§ Task details: Check each line of the listing for the string "pixels". Copy those where it appears.

========

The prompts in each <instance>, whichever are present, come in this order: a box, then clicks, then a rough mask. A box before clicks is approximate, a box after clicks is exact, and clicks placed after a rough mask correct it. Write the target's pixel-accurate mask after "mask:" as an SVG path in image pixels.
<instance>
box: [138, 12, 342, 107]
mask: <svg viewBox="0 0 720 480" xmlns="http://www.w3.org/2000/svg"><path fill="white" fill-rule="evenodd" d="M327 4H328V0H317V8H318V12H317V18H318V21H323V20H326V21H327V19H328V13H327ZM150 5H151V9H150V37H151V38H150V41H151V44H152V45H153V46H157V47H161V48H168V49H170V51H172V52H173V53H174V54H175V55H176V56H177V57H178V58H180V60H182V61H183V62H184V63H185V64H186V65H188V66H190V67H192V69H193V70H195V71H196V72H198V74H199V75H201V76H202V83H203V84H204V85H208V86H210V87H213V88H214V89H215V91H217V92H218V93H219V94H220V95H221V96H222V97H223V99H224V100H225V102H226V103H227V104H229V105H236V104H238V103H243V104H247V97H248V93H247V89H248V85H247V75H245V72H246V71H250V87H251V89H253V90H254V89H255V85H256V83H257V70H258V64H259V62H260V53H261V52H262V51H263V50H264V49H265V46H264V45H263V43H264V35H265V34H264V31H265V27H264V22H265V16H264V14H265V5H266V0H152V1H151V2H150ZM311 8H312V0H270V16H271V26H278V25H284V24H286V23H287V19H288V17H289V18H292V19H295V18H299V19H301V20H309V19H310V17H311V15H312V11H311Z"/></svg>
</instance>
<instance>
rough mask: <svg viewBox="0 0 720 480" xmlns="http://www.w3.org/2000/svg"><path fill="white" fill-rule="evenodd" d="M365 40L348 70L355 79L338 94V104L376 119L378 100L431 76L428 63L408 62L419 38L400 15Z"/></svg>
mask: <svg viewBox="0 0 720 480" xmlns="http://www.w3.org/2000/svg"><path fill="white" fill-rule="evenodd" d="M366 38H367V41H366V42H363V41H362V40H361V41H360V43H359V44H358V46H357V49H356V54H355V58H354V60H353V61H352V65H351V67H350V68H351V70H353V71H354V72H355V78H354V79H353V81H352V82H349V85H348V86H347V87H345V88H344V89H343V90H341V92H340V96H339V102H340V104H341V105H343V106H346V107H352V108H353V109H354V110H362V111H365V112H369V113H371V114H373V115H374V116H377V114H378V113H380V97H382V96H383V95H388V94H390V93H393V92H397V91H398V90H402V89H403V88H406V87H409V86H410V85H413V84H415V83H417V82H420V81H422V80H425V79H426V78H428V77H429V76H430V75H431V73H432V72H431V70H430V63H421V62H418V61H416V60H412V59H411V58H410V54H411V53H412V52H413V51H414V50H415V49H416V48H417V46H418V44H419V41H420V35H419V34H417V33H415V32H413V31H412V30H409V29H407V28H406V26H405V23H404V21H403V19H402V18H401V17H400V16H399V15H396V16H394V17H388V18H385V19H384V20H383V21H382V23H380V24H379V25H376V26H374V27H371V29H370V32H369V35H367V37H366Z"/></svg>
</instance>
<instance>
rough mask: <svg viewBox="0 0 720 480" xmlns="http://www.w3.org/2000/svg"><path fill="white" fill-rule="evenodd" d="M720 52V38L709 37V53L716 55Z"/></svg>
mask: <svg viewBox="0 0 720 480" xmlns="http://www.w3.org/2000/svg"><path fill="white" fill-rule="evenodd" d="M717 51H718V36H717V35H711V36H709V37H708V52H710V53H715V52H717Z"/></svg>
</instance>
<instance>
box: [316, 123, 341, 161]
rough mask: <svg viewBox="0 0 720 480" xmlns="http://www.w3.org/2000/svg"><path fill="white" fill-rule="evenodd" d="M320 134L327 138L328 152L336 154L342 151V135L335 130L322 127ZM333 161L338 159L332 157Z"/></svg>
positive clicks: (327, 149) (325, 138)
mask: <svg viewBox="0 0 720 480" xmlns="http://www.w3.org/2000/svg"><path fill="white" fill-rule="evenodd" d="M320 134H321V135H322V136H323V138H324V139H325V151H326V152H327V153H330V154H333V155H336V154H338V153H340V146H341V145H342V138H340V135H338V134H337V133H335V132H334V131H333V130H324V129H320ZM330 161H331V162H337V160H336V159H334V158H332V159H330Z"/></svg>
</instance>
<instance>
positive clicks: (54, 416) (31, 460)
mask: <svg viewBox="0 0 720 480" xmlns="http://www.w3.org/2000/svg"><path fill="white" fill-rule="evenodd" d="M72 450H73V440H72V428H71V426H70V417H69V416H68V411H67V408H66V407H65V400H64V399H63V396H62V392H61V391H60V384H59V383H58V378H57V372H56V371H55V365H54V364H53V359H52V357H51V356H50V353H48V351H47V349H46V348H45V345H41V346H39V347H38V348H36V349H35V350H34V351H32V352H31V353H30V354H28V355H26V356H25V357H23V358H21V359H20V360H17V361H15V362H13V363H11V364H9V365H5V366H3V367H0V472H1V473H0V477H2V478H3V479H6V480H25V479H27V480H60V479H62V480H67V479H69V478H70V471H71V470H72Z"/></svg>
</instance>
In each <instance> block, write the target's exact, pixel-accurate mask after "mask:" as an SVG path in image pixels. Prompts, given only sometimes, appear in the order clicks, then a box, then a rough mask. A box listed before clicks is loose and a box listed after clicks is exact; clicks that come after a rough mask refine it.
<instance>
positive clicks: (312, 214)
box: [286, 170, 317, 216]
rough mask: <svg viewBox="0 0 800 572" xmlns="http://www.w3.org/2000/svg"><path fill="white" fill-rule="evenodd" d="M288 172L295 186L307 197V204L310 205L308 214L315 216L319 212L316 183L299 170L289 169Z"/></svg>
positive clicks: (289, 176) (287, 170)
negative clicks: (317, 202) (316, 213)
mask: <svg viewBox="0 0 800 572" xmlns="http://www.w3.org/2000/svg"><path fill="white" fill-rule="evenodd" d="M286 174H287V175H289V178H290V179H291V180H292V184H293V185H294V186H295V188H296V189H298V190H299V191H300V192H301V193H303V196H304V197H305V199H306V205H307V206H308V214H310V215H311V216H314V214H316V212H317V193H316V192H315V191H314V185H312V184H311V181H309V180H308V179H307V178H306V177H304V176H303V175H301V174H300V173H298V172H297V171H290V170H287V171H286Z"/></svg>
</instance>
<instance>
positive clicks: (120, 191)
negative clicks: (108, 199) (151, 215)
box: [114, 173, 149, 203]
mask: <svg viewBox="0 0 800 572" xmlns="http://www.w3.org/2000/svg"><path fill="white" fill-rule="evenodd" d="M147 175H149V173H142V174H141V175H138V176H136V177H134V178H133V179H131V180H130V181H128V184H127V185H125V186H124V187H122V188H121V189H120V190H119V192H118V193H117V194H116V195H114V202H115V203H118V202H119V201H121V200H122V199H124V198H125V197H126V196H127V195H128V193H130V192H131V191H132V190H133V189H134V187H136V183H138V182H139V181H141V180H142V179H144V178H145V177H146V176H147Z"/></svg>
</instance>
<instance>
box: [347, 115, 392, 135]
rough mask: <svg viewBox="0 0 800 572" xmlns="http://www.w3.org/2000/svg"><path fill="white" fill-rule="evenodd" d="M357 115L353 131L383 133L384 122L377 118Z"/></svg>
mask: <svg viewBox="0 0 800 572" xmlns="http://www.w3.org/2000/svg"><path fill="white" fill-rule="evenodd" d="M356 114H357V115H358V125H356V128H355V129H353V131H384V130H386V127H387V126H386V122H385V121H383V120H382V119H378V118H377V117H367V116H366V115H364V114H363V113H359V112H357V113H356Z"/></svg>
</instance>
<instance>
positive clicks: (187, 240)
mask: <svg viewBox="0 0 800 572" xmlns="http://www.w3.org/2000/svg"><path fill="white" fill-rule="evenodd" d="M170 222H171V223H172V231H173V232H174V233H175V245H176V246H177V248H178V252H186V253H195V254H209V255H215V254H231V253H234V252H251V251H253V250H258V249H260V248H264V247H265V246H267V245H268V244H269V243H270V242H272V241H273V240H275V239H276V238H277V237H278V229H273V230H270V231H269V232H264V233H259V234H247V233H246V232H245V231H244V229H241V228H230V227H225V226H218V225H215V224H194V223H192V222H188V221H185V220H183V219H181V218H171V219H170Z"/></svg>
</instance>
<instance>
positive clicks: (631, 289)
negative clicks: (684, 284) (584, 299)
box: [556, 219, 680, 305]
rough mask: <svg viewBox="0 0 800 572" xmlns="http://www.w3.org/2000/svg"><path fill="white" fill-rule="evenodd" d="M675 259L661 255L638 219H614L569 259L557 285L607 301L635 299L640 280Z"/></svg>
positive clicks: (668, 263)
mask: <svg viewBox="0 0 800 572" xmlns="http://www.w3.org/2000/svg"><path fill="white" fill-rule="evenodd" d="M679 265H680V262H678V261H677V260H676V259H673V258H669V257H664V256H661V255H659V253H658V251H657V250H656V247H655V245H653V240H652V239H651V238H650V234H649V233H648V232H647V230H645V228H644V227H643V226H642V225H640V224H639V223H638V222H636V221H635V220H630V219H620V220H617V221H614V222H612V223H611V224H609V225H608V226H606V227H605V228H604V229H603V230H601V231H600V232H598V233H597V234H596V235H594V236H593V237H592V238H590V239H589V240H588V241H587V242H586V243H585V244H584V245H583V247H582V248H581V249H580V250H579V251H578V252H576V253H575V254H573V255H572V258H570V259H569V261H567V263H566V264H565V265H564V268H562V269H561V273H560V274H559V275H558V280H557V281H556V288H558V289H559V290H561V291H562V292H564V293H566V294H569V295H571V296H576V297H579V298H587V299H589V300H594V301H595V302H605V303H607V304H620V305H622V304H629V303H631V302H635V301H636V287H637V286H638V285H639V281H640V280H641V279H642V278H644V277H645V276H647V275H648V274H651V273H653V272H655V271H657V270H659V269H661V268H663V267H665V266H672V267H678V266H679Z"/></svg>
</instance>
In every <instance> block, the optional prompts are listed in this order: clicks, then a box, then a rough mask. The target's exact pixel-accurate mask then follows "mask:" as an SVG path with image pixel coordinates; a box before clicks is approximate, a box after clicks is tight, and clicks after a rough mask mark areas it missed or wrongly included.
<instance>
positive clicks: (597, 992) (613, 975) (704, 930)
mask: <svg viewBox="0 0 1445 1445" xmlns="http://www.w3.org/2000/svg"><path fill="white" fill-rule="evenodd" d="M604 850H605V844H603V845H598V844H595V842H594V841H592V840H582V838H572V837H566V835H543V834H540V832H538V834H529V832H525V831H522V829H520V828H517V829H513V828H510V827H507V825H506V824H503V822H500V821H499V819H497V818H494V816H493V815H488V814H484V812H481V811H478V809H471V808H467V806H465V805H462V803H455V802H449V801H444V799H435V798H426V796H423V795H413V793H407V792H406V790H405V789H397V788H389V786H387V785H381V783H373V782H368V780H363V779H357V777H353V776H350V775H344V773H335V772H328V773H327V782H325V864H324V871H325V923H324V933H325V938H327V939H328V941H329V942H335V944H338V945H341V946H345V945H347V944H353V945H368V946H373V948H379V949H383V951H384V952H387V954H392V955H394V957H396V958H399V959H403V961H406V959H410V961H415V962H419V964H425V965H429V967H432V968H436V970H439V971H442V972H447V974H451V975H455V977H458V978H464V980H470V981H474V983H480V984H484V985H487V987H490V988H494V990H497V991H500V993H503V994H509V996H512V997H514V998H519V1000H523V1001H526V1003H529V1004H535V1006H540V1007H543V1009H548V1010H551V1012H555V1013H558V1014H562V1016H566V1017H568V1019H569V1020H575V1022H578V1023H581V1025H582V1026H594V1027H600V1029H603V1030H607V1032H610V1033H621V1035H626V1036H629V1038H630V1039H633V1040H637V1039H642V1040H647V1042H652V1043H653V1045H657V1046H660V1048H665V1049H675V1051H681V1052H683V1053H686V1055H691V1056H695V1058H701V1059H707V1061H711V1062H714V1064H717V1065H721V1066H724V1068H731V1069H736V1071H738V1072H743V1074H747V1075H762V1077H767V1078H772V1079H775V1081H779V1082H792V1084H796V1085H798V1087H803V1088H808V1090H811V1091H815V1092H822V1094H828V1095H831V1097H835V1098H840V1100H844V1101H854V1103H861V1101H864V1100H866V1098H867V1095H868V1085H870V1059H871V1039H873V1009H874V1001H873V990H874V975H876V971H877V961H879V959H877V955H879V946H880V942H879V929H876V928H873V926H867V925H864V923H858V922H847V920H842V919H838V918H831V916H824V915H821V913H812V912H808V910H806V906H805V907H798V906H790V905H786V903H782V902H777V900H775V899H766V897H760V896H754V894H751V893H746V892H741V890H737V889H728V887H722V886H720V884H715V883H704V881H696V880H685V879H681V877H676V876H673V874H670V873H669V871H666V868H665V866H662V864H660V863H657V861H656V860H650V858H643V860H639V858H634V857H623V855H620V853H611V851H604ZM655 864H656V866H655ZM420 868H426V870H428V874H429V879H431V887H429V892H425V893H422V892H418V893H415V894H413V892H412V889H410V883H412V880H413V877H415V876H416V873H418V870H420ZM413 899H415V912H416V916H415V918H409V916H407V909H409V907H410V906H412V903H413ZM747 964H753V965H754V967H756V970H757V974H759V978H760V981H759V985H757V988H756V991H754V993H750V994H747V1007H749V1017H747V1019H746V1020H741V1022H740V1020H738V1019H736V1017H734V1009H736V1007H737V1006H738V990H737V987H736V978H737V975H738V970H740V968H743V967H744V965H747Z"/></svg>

========

§ Reply to the exercise:
The prompts in each <instance>, whichever are present, come in this order: a box, then clicks, then a rough mask. A box before clicks is approximate, a box after clicks is exact, and clicks placed after a rough mask correct it. Write the target's pixel-accurate mask after "mask:" as an SVG path in image pixels.
In each <instance> block, write the target's exact, pixel-accurate mask after "mask:" as an SVG path in image pixels. Prompts, given only sometimes, appear in the order clicks, then a box, then a rough mask. A box listed before clicks is loose and a box listed after clicks is exact; clicks that come after a rough mask refine it.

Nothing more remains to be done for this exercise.